> Selection
FI Mortgage Report Highlights Strain on Households Amidst Economic Recession

FI Mortgage Report Highlights Strain on Households Amidst Economic Recession

(IN BRIEF) The Finansinspektionen (FI) mortgage report released reveals the ongoing pressure faced by Swedish households, exacerbated by rising interest rates and other expenses amidst a recessionary economy. The report indicates a significant decline in new mortgagors compared to previous years, with home buyers purchasing slightly less expensive properties and borrowing less. Despite stagnation in total lending to households, household indebtedness remains high. Director General Daniel Barr emphasizes the impact of increased interest expenses on borrowers’ ability and willingness to borrow, with households now allocating a larger share of their income to interest payments. Notably, the number of households with mortgages exceeding 4.5 times their annual income decreased, reflecting the impact of stricter amortization requirements introduced in 2018. However, the report also highlights a higher number of exemptions granted from these requirements, suggesting increased vulnerability among households facing rising costs.

(PRESS RELEASE) STOCKHOLM, 8-Mar-2024 — /EuropaWire/ — Households continue to be under pressure from both higher interest rates and other costs. This is evident in FI’s mortgage report, which is being published. The report looks at new mortgagors during the autumn of 2023. We can see that there are fewer mortgagors than in previous years. Home buyers also bought slightly less expensive homes and borrowed slightly less. Total lending to households has stagnated, but despite this household indebtedness continues to be high.

The Swedish economy is in a recession. Inflation continued to be high in 2023, and mortgage rates continued to increase. Today, the average interest rate is the highest it has been since 2008. The interest rate is expected to decrease in the near future, but according to most forecasters, it will continue to be high for the next few years rather than returning to the low level we had up to 2022.

These changes in the economy are also influencing the housing market: the situation is cautious, and sales are low. This is evident in FI’s mortgage report.

“A home buyer today must be prepared to spend a larger share of their income on interest expenses compared to in recent years. This impacts both how many households can borrow and how much they want to borrow. But even if lending to households has stagnated, total household debt continued to be high. We are watching this,” says FI’s Director General Daniel Barr.

> Provided records
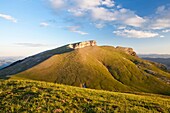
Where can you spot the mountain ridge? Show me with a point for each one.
(99, 67)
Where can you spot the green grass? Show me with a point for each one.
(23, 96)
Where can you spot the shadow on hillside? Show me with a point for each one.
(29, 62)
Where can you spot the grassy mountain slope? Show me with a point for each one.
(101, 68)
(24, 64)
(33, 96)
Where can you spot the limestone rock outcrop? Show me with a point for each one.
(127, 50)
(82, 44)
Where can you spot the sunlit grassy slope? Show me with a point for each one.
(101, 68)
(42, 97)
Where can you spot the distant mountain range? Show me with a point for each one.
(84, 64)
(159, 58)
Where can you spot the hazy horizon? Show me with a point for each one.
(28, 27)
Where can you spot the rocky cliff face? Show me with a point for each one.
(82, 44)
(127, 50)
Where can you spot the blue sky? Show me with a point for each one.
(31, 26)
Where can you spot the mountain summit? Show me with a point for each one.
(92, 66)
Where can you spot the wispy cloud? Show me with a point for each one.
(8, 17)
(44, 24)
(75, 30)
(108, 12)
(135, 33)
(161, 19)
(30, 44)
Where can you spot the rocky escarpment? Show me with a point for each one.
(82, 44)
(127, 50)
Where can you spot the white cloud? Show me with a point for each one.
(135, 33)
(44, 24)
(166, 30)
(99, 25)
(162, 36)
(57, 3)
(121, 27)
(108, 3)
(162, 18)
(135, 21)
(76, 12)
(100, 13)
(8, 17)
(75, 30)
(100, 10)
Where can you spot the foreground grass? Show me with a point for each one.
(32, 96)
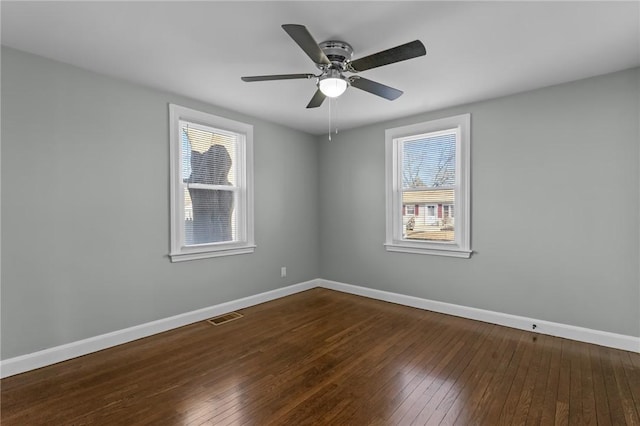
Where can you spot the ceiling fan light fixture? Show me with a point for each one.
(333, 84)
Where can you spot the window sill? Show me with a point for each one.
(414, 249)
(195, 255)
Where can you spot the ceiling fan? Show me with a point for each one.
(333, 58)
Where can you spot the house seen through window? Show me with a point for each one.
(428, 183)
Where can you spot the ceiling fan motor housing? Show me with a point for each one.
(338, 52)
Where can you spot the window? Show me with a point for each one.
(428, 164)
(211, 185)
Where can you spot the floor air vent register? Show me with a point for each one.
(225, 318)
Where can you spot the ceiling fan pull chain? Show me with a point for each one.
(330, 102)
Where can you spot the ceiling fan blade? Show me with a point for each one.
(403, 52)
(276, 77)
(317, 99)
(375, 88)
(301, 35)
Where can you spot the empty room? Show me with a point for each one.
(320, 213)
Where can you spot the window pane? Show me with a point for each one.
(433, 220)
(208, 157)
(209, 216)
(429, 162)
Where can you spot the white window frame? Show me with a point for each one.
(244, 187)
(394, 138)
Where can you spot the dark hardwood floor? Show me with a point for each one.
(326, 358)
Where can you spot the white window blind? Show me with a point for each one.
(211, 191)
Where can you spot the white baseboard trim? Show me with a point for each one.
(602, 338)
(23, 363)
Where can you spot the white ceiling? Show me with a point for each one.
(475, 50)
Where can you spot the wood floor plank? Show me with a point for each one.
(322, 357)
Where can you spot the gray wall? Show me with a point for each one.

> Exercise task 1
Print the FI mortgage report article in full, word for word.
> Exercise task 2
Add -127 to every coordinate in the answers and reproduce the listing from the line containing "Where can you spot the ceiling fan pull" down to the end of the listing, requests included. Give only those lines.

> Written reply 1
FI Mortgage Report Highlights Strain on Households Amidst Economic Recession

FI Mortgage Report Highlights Strain on Households Amidst Economic Recession

(IN BRIEF) The Finansinspektionen (FI) mortgage report released reveals the ongoing pressure faced by Swedish households, exacerbated by rising interest rates and other expenses amidst a recessionary economy. The report indicates a significant decline in new mortgagors compared to previous years, with home buyers purchasing slightly less expensive properties and borrowing less. Despite stagnation in total lending to households, household indebtedness remains high. Director General Daniel Barr emphasizes the impact of increased interest expenses on borrowers’ ability and willingness to borrow, with households now allocating a larger share of their income to interest payments. Notably, the number of households with mortgages exceeding 4.5 times their annual income decreased, reflecting the impact of stricter amortization requirements introduced in 2018. However, the report also highlights a higher number of exemptions granted from these requirements, suggesting increased vulnerability among households facing rising costs.

(PRESS RELEASE) STOCKHOLM, 8-Mar-2024 — /EuropaWire/ — Households continue to be under pressure from both higher interest rates and other costs. This is evident in FI’s mortgage report, which is being published. The report looks at new mortgagors during the autumn of 2023. We can see that there are fewer mortgagors than in previous years. Home buyers also bought slightly less expensive homes and borrowed slightly less. Total lending to households has stagnated, but despite this household indebtedness continues to be high.

The Swedish economy is in a recession. Inflation continued to be high in 2023, and mortgage rates continued to increase. Today, the average interest rate is the highest it has been since 2008. The interest rate is expected to decrease in the near future, but according to most forecasters, it will continue to be high for the next few years rather than returning to the low level we had up to 2022.

These changes in the economy are also influencing the housing market: the situation is cautious, and sales are low. This is evident in FI’s mortgage report.

“A home buyer today must be prepared to spend a larger share of their income on interest expenses compared to in recent years. This impacts both how many households can borrow and how much they want to borrow. But even if lending to households has stagnated, total household debt continued to be high. We are watching this,” says FI’s Director General Daniel Barr.

> Written reply 2
Where can you spot the ceiling fan pull chain? Show me with a point for each one.
(203, -25)
Where can you spot the ceiling fan blade? Show me with a point for each one.
(276, -75)
(149, -50)
(190, -28)
(248, -39)
(174, -92)
Where can you spot the empty room? Show me with a point for each one.
(193, 86)
Where can you spot the window pane? Show me with a point for each one.
(306, 93)
(81, 30)
(82, 89)
(302, 35)
Where can you spot the white window frame? Show me with a point for each one.
(117, 60)
(267, 11)
Where can you spot the dark hardwood floor? Show me with a point for each one.
(199, 231)
Where can you spot the white window blind? Show me with a point for each one.
(84, 64)
Where can you spot the white baseboard trim? Show me with a point for each one.
(475, 211)
(-104, 236)
Where can you spot the white ceiling? Show me with a point for each one.
(348, -77)
Where can you spot the wood floor plank? Show me with a point for each one.
(195, 230)
Where can you spot the gray wall? Show me with a point for each one.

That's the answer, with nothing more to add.